-- Task instructions --
Retype the entries between the line holding "Query: **small square window**" and the line holding "M 48 80 L 35", inclusive, with every character left as it is.

## START Recorded information

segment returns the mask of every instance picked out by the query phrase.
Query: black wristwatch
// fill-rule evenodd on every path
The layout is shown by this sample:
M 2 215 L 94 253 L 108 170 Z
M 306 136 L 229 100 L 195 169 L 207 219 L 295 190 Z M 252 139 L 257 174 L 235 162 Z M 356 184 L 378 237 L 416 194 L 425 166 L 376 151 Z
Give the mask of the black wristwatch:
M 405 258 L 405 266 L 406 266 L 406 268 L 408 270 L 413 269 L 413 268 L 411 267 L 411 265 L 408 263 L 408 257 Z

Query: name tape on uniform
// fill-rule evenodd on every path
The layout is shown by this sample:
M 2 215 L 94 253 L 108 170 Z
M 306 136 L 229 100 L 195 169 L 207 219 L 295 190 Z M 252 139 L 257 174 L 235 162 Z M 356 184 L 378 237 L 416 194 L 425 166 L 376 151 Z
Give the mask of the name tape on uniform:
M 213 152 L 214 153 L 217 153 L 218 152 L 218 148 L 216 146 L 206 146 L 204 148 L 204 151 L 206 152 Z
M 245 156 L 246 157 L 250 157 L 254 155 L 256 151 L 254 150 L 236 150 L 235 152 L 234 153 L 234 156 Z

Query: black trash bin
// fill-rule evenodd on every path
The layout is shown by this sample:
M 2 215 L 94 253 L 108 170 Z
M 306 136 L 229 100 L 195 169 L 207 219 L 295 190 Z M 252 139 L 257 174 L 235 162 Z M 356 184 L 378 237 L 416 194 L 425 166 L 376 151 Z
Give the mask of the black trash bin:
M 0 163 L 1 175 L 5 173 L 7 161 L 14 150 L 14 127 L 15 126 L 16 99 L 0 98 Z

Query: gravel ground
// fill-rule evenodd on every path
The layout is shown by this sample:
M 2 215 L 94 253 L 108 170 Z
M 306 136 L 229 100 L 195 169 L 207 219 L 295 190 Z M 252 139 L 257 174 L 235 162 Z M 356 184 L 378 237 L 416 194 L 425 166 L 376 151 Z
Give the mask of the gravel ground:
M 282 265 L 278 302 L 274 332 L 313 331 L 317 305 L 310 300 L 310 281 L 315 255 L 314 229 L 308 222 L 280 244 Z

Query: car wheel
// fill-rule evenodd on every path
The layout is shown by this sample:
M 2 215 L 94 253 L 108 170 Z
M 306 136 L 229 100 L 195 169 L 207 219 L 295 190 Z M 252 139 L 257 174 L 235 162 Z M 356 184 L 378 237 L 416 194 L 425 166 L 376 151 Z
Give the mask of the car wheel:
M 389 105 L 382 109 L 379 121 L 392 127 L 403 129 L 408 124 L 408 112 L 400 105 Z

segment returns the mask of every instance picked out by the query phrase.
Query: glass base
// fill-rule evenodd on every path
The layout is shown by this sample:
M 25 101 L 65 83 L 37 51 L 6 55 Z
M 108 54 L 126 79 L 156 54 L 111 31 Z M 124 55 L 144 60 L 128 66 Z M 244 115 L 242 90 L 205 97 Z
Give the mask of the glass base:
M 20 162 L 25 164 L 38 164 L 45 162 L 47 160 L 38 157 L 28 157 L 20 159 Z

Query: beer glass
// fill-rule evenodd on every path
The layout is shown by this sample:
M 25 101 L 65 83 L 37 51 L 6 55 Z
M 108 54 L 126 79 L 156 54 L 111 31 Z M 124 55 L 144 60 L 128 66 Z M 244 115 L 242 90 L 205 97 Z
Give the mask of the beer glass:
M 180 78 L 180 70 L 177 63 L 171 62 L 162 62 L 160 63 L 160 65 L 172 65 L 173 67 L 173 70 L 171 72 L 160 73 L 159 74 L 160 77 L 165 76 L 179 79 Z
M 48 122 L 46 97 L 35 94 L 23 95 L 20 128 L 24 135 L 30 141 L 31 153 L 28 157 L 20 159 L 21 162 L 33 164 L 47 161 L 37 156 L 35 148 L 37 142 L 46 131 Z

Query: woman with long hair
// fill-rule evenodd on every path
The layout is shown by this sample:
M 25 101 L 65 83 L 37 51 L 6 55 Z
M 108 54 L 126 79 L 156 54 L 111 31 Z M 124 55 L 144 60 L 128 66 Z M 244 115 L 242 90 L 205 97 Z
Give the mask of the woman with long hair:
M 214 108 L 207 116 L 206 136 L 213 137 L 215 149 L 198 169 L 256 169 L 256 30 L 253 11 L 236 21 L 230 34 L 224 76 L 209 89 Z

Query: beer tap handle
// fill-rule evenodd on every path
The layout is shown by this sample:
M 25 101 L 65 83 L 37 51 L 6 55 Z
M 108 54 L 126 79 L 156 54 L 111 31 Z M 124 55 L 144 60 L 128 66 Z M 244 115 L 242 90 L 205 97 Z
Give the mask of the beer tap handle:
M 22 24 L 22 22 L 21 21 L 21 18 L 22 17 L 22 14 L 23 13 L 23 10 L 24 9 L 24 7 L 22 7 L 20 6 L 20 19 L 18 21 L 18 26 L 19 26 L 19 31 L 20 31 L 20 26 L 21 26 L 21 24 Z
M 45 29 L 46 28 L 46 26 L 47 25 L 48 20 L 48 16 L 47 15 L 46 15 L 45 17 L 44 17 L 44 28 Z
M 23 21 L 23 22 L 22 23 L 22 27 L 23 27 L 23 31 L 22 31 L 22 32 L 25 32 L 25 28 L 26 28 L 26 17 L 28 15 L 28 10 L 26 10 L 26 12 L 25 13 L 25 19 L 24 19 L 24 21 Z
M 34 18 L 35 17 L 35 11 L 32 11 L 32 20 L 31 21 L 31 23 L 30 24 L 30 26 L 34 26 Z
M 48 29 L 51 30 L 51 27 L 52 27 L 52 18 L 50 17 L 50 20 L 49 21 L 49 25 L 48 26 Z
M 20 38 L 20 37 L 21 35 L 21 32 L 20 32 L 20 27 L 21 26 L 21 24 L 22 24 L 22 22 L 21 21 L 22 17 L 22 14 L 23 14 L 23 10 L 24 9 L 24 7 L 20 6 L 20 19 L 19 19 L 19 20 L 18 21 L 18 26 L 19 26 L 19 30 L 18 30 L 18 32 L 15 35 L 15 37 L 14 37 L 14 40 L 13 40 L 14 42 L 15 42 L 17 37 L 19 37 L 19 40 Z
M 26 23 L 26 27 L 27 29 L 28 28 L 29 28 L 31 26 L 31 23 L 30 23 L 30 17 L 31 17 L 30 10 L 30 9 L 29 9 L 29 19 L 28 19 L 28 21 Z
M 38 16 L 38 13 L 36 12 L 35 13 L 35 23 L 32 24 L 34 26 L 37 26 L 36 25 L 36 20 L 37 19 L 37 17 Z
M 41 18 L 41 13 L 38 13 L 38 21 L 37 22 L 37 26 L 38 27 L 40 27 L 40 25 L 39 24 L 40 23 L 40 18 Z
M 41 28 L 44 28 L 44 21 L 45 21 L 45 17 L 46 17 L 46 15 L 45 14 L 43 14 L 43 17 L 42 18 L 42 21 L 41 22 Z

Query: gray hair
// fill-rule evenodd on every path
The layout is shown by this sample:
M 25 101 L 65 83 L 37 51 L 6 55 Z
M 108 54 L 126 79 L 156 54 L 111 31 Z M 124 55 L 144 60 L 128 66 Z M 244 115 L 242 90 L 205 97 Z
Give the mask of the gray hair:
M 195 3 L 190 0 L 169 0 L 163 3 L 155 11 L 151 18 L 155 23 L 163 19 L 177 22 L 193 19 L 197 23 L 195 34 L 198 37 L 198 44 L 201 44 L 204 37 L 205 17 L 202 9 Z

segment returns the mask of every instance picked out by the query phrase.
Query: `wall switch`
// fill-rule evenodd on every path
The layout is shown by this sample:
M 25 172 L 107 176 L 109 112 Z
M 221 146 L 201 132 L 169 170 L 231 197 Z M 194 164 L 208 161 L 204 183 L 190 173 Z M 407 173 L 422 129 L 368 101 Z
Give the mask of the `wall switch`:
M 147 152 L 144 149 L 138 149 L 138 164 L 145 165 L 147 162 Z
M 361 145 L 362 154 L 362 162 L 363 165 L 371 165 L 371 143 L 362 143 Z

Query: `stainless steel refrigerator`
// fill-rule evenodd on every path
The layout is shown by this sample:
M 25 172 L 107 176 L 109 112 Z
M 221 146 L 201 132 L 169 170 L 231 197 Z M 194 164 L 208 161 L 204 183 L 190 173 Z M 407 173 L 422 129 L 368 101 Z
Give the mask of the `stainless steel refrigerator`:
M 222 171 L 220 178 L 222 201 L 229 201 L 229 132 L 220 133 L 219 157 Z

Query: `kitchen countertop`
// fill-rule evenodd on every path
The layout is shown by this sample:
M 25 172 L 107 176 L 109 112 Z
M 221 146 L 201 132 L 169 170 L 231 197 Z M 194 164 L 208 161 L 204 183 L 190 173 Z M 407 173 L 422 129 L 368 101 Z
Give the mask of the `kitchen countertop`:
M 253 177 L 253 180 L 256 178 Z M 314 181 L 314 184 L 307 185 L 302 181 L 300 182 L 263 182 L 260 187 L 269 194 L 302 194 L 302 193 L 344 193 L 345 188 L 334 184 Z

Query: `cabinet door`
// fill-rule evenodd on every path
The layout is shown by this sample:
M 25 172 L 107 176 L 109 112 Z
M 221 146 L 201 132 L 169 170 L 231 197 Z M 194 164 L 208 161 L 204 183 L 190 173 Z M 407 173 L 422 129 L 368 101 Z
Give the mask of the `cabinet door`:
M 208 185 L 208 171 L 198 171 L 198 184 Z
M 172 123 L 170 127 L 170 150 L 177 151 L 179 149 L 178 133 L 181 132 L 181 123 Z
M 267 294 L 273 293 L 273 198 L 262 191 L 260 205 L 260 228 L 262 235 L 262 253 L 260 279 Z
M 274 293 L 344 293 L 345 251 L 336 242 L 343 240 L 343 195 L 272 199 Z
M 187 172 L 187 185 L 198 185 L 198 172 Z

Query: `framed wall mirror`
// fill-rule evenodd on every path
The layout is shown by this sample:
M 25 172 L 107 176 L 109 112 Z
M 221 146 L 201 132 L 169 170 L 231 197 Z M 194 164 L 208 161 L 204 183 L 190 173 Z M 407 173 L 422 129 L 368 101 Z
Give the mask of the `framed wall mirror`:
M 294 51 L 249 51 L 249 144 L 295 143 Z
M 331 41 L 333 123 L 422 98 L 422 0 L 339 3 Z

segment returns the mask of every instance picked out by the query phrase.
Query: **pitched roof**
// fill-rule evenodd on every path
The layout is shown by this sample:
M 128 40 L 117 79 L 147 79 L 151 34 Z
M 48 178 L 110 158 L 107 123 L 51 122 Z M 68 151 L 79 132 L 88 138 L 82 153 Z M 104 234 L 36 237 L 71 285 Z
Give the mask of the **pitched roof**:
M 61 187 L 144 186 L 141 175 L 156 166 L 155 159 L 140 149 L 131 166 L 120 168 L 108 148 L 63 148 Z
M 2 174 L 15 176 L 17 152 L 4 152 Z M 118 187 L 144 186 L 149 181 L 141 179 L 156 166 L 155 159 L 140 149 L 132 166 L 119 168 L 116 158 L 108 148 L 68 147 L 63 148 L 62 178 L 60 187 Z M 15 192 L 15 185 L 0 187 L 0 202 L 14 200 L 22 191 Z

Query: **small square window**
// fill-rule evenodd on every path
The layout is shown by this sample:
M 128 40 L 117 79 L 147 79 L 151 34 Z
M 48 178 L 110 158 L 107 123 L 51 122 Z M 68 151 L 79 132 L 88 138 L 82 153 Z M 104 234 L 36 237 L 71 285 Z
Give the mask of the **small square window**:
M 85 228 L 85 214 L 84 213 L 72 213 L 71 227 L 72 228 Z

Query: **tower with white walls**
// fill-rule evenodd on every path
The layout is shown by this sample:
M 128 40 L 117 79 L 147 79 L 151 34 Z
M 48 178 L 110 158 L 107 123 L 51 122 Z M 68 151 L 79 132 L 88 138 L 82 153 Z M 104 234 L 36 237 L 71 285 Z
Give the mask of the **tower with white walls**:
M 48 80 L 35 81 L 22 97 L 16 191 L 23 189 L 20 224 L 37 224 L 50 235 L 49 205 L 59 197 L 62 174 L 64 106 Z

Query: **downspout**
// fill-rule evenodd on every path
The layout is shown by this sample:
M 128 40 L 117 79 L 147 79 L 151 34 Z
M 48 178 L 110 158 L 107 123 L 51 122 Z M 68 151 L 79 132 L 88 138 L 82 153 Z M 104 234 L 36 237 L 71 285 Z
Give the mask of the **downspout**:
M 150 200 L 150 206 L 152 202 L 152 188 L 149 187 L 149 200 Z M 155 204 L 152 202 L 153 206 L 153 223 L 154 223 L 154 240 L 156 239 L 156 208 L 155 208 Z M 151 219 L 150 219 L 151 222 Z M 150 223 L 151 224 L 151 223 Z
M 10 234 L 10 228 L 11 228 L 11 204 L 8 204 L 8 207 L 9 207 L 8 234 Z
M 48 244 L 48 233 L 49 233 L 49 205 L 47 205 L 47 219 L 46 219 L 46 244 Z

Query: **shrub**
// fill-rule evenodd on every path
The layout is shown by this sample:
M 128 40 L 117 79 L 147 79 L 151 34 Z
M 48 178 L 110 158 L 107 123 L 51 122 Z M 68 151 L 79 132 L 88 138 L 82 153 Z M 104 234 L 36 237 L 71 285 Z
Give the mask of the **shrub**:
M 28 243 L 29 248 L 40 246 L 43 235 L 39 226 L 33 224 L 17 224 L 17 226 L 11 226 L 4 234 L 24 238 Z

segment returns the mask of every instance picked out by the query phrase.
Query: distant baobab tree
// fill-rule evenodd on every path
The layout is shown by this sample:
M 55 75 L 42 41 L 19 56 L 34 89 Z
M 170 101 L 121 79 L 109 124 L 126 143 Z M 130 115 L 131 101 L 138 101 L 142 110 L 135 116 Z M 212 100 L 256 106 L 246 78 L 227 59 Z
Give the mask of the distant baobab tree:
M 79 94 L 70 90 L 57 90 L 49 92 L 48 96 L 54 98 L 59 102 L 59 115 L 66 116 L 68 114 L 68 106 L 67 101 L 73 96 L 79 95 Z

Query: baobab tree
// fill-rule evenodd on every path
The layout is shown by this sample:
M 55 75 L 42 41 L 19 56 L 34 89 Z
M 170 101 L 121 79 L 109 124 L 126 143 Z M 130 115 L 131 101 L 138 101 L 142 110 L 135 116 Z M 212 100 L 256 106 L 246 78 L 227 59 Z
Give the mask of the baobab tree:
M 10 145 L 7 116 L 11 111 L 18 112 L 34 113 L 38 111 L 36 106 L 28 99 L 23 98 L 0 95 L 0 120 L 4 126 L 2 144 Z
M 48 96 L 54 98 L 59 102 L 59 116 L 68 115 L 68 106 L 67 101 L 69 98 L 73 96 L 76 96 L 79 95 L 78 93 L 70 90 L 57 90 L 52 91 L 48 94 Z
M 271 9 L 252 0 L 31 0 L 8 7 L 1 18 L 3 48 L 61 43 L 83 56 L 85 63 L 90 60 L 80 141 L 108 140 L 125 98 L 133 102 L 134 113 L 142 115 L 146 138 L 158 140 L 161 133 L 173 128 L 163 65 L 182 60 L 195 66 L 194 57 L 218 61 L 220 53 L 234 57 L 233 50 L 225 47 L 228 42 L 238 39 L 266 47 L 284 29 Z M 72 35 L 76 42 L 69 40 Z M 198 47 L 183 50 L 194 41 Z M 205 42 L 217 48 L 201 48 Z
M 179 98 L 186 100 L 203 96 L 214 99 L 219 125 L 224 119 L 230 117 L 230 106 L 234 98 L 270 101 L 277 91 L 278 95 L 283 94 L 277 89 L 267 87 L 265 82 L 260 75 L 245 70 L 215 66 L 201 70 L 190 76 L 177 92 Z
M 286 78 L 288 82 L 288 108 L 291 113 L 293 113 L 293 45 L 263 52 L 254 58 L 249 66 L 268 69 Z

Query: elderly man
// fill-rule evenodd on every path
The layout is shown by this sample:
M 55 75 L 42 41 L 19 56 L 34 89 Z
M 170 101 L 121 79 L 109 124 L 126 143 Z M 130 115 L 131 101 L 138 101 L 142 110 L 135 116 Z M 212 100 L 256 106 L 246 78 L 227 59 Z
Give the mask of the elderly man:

## END Recorded information

-- Exercise answer --
Query: **small square window**
// fill-rule evenodd on every path
The layout is shown by this sample:
M 128 40 L 117 79 L 147 79 L 151 34 Z
M 48 178 L 110 158 L 107 123 L 51 122 Z M 68 151 L 79 132 L 88 138 L 82 153 Z M 104 234 L 36 237 L 71 285 Z
Give the mask of the **small square window**:
M 85 228 L 85 214 L 84 213 L 72 213 L 71 227 L 72 228 Z

Query: **tower with white walls**
// fill-rule evenodd on every path
The layout is shown by this sample:
M 128 40 L 117 79 L 147 79 L 151 34 Z
M 48 178 L 110 158 L 107 123 L 51 122 Z M 68 151 L 79 132 L 88 138 L 82 153 Z M 104 234 L 36 237 L 71 285 Z
Give the mask of the **tower with white walls**:
M 48 80 L 35 81 L 22 97 L 16 191 L 23 189 L 20 224 L 37 224 L 50 235 L 49 205 L 59 197 L 62 174 L 64 106 Z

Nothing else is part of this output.